--- Directions ---
Every line of the data below is to be given again as it appears, with the images removed.

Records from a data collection
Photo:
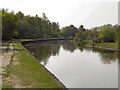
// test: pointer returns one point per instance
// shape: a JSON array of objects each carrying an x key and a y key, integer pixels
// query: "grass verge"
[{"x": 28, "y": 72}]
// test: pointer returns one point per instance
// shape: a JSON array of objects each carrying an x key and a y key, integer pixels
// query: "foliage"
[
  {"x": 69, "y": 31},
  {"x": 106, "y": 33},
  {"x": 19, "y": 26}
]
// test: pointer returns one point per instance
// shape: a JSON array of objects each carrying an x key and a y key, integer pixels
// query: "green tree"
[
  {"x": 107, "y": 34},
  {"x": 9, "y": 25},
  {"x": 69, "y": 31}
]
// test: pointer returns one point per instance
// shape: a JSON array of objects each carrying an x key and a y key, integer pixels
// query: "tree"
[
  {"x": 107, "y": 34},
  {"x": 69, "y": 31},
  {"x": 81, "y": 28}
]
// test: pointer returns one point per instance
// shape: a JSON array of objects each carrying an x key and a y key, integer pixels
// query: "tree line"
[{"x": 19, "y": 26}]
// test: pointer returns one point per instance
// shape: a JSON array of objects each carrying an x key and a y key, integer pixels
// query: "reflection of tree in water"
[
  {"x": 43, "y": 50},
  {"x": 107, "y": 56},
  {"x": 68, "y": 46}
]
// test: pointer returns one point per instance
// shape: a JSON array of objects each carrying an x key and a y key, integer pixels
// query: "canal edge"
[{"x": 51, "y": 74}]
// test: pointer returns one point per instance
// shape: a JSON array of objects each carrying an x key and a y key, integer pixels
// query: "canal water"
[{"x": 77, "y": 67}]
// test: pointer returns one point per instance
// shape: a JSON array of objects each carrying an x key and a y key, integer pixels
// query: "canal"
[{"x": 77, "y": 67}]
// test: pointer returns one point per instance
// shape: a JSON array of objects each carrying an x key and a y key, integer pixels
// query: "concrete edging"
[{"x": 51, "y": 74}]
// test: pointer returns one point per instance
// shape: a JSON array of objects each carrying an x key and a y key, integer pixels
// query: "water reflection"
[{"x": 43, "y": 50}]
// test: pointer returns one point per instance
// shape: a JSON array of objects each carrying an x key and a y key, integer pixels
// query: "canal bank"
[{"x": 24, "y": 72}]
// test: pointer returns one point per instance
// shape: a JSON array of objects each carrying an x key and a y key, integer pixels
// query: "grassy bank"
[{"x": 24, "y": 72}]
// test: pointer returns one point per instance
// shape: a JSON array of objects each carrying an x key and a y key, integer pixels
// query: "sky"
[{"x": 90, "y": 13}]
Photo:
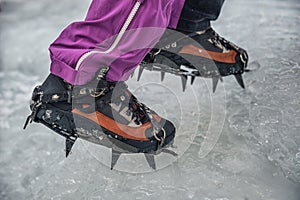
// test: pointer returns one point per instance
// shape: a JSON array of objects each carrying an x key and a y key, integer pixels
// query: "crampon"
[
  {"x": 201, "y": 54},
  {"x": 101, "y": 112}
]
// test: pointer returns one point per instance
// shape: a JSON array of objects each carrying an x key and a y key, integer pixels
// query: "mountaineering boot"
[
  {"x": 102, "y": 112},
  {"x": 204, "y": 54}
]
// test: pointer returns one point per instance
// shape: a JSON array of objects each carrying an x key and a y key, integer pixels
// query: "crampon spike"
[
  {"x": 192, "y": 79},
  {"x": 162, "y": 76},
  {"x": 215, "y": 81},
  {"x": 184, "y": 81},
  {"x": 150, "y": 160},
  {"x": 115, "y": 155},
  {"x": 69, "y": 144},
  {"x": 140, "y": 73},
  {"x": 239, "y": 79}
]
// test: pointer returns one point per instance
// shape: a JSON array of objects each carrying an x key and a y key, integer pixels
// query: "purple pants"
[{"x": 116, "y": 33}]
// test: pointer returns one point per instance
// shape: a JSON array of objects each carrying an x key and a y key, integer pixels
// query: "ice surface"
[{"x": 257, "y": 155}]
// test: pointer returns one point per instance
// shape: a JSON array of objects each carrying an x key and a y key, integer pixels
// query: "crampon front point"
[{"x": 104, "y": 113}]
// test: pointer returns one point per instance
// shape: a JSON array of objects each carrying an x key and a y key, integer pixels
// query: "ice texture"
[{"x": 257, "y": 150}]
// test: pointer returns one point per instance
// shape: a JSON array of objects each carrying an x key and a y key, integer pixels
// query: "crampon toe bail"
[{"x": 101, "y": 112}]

--- Exercise answer ---
Photo:
// test: pointer returns one point per instance
// shape: a JSON array of objects each carrying an x key and a y key, integer pixels
// query: "grass verge"
[{"x": 28, "y": 72}]
// test: pointer returns one point per instance
// shape: a JSON array of objects each carrying an x key and a y key, integer pixels
// query: "foliage"
[
  {"x": 69, "y": 31},
  {"x": 106, "y": 33},
  {"x": 19, "y": 26}
]
// test: pointer returns one point per instance
// shape: a JSON array of objects each carrying an x key and a y key, integer pixels
// query: "green tree"
[
  {"x": 107, "y": 34},
  {"x": 9, "y": 25},
  {"x": 69, "y": 31}
]
// test: pointer returns one point per instance
// shape: a JSON array of objects each carrying an x key and a y key, integer pixels
// query: "tree"
[
  {"x": 107, "y": 34},
  {"x": 69, "y": 31},
  {"x": 81, "y": 28}
]
// test: pointer returns one point per instance
// shape: a JSON array of objects each carrying an x key and a y key, integer pixels
// query: "tree line"
[{"x": 19, "y": 26}]
// test: pointer returns one point per instance
// shape: a JSON array of objects each carrying an x key and a y key, integer pixels
// query: "reflection of tree in water"
[
  {"x": 43, "y": 50},
  {"x": 107, "y": 56},
  {"x": 68, "y": 46}
]
// test: pointer returns one point per instance
// shape: a JSON array of objects each carrying an x key and a y key, integer pixels
// query: "canal edge"
[{"x": 51, "y": 74}]
// test: pointer returns one point per instance
// shape: a JSON array of objects each carrying an x key and a y key, integer pixels
// query: "canal water"
[{"x": 77, "y": 67}]
// test: pointer returns one point per instance
// shape: a JSON array of objects each carrying an x key and a y key, integer pixels
// query: "canal"
[{"x": 77, "y": 67}]
// test: pointer returns one point per instance
// shape: a JSON array of objects each carrying an x key and a y key, integer pixels
// query: "concrete edging"
[{"x": 51, "y": 74}]
// test: pointer returns one point per instance
// shape: a JSON array of objects each carrying an x key and a y key, integer pixels
// query: "water reflection"
[{"x": 43, "y": 50}]
// test: pointer returns one point per instance
// shape: a JSON array of objects each carrying an x key and a y key, integer pixels
// query: "canal bank"
[{"x": 24, "y": 72}]
// test: pointer returns one point per instance
// shape: a JSON array of objects each carrying an x key and a y key, integer pixels
// query: "grassy bank"
[{"x": 24, "y": 72}]
// test: pointer returns one point per instance
// shape: a JSON array of objects each carrying an x key and a y key, integer pixels
// query: "sky"
[{"x": 90, "y": 13}]
Photo:
// test: pointer returns one point per instance
// shape: a JSON array of objects each carrying an x key and a y key, integer pixels
// query: "crampon"
[
  {"x": 201, "y": 54},
  {"x": 101, "y": 112}
]
// test: pointer returns one point per instance
// shape: a JSON array of objects each carrying an x key and a y key, integer pixels
// query: "mountaineering boot"
[
  {"x": 102, "y": 112},
  {"x": 204, "y": 54}
]
// test: pointer returns one point per instance
// shape: a JSON array of objects each carrying an x key and a y key, integer pixels
// query: "crampon spike"
[
  {"x": 192, "y": 79},
  {"x": 162, "y": 76},
  {"x": 215, "y": 81},
  {"x": 184, "y": 81},
  {"x": 150, "y": 160},
  {"x": 115, "y": 155},
  {"x": 69, "y": 144},
  {"x": 140, "y": 73},
  {"x": 239, "y": 79}
]
// test: pointer returns one point per instance
// shape: a JSON array of objects each carrying an x key and a y key, integer pixels
// query: "purple pants"
[{"x": 116, "y": 33}]
// test: pointer returns one point per instance
// shape: a JSON array of objects each carrying an x key and a y key, integer pixels
// query: "ice surface"
[{"x": 257, "y": 155}]
// test: pointer returns one point per instance
// shape: a JSON array of objects each carrying an x key and a y key, integer pixels
// query: "crampon front point"
[{"x": 104, "y": 113}]
// test: pointer returns one point per instance
// shape: a JSON array of objects each carrying an x key and a y key, integer pixels
// query: "ice texture"
[{"x": 257, "y": 150}]
// test: pointer returns one point per instance
// shape: a JSON array of objects each carrying an x key and a y key, integer pixels
// query: "crampon toe bail"
[{"x": 101, "y": 112}]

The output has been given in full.